● YOUR TASKS
**1)** From the blog post on big data analytics, list everything it says Chorus helps data science teams, projects and communities find and share.
**2)** Please check each statement against the blog post on big data analytics. Answer yes or no and quote the words that decide it: (a) Greenplum Chorus uses a social collaboration model. (b) The writer says that people still tied to data warehousing leave him despairing. (c) The post describes the people at the core of big data analytics as a large team.
**3)** Carry on the blog post on big data analytics from its last sentence.

● SELECTED PASSAGE
+===+
By now, the storyline ought to be familiar.
Around the globe, leaders in both the private and public sector are clearly besmitten with the amazing power of big data and predictive analytics.
Much has been written so far, with more coming -- two of my favorite pieces are here and here.
In this new hegemony, the ascendant rock star is the data science professional, or -- if you prefer -- the data scientist. Much has also been written about this realtively new and essential caste of knowledge worker -- for example, this piece I did a while ago.
EMC, through our Greenplum division, is "all in" on this fundamental shift on how data is being used to create new insights and new value. That's a rather bold position, as I still routinely encounter people who are still firmly entrenched in the comfortable and familiar world of data warehousing and business reporting, and can't understand what all the fuss might be about.
But I'm not despairing. I meet more than enough people around the globe who are extremly motivated by the unfolding new world of big data, predictive analytics and data science. And these people are likely to be paying close attention to what Greenplum is doing.
From enabling technology to investing in the data science communit Greenplum is among a small handful of vendors actively bringing the future into the here-and-now for so many of our customers.
And with today's announcements, you'll see clear evidence of that strategy in action: more investments towards building the industry's most powerful ecosystem for exploiting big data analytics.
Understanding The Value Drivers In Big Data Analytics
The key value drivers involved with big data analytics appear to be straightforward.
At the core, there's a small team of very valuable (and somewhat expensive) people who work their digital alchemy: extracting deep insight from petabytes of often unstructured and uncorrelated data.
Thus, it makes sense from our perspective to create enabling technology that maximizes the productivity of these critical teams, and that's what Greenplum Chorus is all about.
Using a social collaboration model, Chorus helps data science teams, projects and communities find and share what's important to them: data sets, content, findings, insights, other data scientists and so on.
Put that collaborative environment top of a self-service environment that makes resources and workflows easy to provision and manage, and the story gets better.
Support that powerful platform with enterprise Hadoop, the Greenplum database, and any number of analytical tools, and you're starting to get the picture. Add in specialized services (e.g. the Greenplum Analytics Lab) as well as purpose-built infrastructure if needed, and the picture gets even more complete.
For the data science teams, they've told us they really like how Greenplum Chorus makes it easier and faster to their unique work: either individually, or -- more importantly -- as part of a team.
With that context, it'll be easier to understand why I think these announcements are so important.
+===+
● DATASET RECORDS
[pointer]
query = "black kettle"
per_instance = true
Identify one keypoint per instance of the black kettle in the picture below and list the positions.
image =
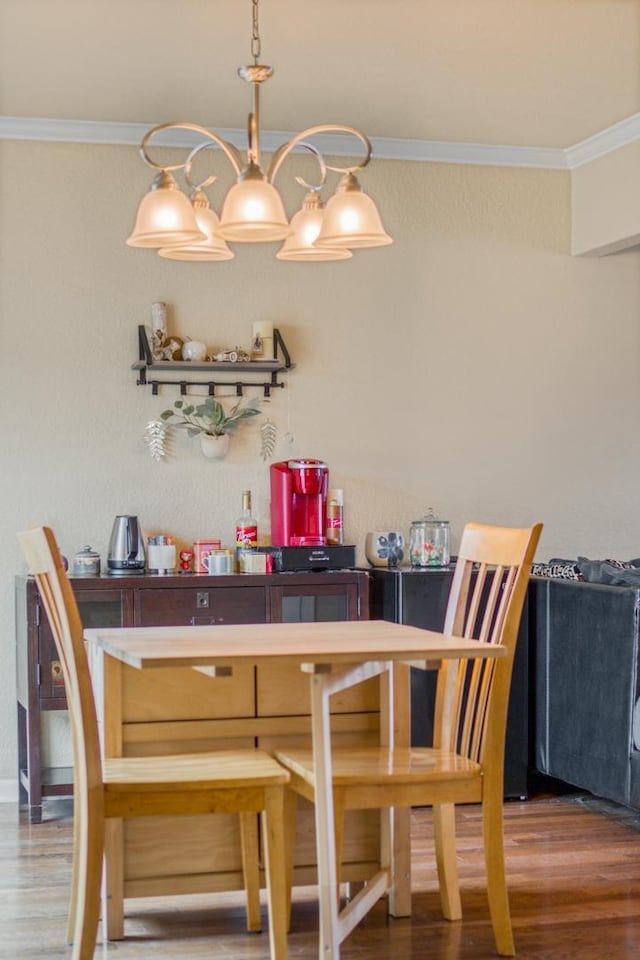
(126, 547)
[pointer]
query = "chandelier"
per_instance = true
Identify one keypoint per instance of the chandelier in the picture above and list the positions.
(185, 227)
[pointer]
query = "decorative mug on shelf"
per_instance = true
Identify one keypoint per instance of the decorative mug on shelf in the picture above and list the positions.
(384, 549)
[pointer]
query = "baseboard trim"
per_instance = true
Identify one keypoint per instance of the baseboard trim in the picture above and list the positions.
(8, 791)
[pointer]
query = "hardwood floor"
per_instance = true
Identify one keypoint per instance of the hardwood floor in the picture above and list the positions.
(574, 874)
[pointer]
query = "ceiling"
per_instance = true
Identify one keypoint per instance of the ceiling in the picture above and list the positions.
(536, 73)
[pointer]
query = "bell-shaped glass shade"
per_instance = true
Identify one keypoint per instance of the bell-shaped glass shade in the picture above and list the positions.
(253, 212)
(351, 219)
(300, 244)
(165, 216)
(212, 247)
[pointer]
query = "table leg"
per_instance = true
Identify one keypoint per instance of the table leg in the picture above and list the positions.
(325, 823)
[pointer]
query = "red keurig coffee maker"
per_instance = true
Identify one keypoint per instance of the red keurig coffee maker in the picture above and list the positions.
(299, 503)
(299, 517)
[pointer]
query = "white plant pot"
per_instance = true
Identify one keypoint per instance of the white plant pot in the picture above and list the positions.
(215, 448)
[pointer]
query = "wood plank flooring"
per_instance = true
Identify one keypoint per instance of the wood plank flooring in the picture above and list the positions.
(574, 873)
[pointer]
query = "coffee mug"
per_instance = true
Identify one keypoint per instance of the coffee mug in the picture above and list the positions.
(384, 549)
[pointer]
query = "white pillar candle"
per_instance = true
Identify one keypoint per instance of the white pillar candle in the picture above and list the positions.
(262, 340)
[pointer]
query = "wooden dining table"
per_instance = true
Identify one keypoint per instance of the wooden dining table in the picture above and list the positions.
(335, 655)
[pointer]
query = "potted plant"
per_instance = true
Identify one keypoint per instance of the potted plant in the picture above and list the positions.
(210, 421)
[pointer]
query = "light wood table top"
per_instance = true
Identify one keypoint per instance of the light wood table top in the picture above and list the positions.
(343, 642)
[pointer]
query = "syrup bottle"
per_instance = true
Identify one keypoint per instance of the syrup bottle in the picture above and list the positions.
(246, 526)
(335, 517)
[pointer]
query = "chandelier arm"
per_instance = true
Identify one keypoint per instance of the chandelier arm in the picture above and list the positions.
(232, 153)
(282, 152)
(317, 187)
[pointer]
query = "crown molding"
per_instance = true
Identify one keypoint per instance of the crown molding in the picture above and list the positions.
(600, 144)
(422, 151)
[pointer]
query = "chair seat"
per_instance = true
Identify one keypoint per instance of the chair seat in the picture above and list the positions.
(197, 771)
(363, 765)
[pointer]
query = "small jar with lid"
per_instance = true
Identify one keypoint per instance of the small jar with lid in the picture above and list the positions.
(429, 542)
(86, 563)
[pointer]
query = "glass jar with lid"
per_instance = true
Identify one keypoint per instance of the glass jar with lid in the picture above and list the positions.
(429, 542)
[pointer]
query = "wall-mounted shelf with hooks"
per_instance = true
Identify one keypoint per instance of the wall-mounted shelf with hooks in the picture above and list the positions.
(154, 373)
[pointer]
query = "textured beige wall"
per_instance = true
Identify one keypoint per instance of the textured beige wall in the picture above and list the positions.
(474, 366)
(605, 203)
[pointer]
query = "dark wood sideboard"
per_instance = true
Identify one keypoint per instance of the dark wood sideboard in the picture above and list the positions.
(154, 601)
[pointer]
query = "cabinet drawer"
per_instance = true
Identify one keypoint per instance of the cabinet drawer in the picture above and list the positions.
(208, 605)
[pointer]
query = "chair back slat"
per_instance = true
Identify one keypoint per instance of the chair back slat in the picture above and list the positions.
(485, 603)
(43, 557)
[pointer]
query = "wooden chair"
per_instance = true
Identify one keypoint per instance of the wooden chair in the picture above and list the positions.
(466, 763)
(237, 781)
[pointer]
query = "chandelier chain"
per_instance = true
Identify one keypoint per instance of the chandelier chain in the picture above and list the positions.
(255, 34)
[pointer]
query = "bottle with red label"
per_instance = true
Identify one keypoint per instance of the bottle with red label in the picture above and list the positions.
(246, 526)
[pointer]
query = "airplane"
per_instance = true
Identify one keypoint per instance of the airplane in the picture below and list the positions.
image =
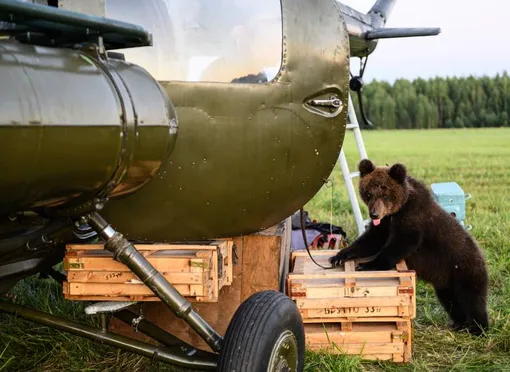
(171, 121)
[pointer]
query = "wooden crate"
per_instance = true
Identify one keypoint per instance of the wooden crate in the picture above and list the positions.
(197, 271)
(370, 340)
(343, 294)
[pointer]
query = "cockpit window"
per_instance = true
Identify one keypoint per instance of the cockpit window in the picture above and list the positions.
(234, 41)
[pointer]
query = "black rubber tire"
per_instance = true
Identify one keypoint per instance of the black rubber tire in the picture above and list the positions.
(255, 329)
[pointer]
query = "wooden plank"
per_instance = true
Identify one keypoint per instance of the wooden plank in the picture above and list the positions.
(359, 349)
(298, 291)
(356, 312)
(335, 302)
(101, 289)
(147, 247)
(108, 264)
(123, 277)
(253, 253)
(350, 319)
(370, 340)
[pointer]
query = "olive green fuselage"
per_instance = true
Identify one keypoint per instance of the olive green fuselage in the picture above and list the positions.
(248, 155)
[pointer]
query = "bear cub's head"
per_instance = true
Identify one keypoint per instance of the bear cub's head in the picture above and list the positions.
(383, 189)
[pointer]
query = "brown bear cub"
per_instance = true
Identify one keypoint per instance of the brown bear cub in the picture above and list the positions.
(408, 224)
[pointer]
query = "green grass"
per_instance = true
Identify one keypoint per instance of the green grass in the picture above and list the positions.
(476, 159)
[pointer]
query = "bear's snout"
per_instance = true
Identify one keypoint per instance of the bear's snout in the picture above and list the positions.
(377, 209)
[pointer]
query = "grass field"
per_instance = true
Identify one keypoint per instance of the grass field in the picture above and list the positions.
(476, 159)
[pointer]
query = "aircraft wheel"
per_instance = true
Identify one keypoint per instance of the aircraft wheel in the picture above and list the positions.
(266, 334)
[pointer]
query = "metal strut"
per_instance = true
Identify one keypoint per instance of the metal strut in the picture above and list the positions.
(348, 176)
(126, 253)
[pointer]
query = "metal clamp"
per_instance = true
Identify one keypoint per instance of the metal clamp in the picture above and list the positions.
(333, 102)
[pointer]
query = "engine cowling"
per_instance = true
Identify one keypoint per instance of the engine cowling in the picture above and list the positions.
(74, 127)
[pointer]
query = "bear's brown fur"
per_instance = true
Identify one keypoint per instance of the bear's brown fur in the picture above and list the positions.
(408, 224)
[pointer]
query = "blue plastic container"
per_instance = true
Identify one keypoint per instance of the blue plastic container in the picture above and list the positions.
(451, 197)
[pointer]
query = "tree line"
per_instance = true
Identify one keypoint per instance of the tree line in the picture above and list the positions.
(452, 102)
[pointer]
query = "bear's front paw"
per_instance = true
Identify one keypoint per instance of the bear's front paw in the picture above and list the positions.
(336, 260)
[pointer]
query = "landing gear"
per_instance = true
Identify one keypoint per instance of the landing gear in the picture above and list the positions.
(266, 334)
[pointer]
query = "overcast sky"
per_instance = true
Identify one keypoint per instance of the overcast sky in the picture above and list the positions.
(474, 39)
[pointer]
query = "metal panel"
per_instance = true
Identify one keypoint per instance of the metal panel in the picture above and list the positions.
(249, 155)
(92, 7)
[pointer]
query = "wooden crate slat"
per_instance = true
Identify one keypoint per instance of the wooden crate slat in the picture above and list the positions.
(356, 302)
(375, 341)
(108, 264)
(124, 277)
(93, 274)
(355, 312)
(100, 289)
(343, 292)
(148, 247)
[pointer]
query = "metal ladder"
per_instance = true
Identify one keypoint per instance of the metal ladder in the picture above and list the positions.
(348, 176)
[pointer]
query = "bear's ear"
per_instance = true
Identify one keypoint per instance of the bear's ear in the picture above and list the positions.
+===+
● ANSWERS IN ORDER
**1)**
- Data sets
- Content
- Findings
- Insights
- Other data scientists

**2)**
(a) Yes: "Using a social collaboration model, Chorus helps data science teams, projects and communities find and share what's important to them"
(b) No: "But I'm not despairing."
(c) No: "At the core, there's a small team of very valuable (and somewhat expensive) people"

**3)**
Greenplum Chorus Goes Open Source
That's right: the world's leading collaboration and productivity environment for data science professionals is now open sourced. Before too long, you'll be able to see it for yourself at www.openchorus.org.
Not only will this give you easy access to great technology, you'll also get access to a wonderful community of great people who are using and extending that same technology base.
There are many potential motivators for a vendor to move from a traditional licensed model to an open sourced model. In this case, the motivation was clear: to create an open ecosystem around Chorus.
For example, the list of wonderful proposed enhancements coming from our customers were vastly outstripping the engineering team's finite ability to incorporate and productize effectively. So, in some sense, the open model creates a fast-track for people who want to push the boundaries of what Chorus can do by building on what we’ve already done internally.
I think it's also fair to point out that open source is quickly becoming the de-facto expectation in the data science community: witness the success of Hadoop, R et. al. These people do appreciate enterprise class support when and where it's important, but they also appreciate open access to the source code if needed.
Kaggle Partners With EMC
If you're not familiar, Kaggle has one of the most fascinating propositions in the data science world. They've figured out a scalable and productive model for crowdsourcing global data science talent against specific sponsored challenges.
Personally, I find what they're doing simply amazing.
Here's the picture: on one hand, you've got an ocean of interesting data science puzzles to be solved. On the other hand, good data scientists are incredibly scarce these days.
Supply and demand appear to be sharply out of balance, and that's expected to be the case for the foreseeable future.
Moreover, there's a well-understood effect where domain experts may not always come up with the best predictive models as compared to people who might not be as acquainted with the topic. The supposed non-experts can often come up with valuable relationships and predictors that might be discounted by a domain expert.
In a nutshell, Kaggle runs open contests for data scientists. E.g. here's a set of sponsored contests, here are some relevant data sets, here's the prize -- may the best predictive model win!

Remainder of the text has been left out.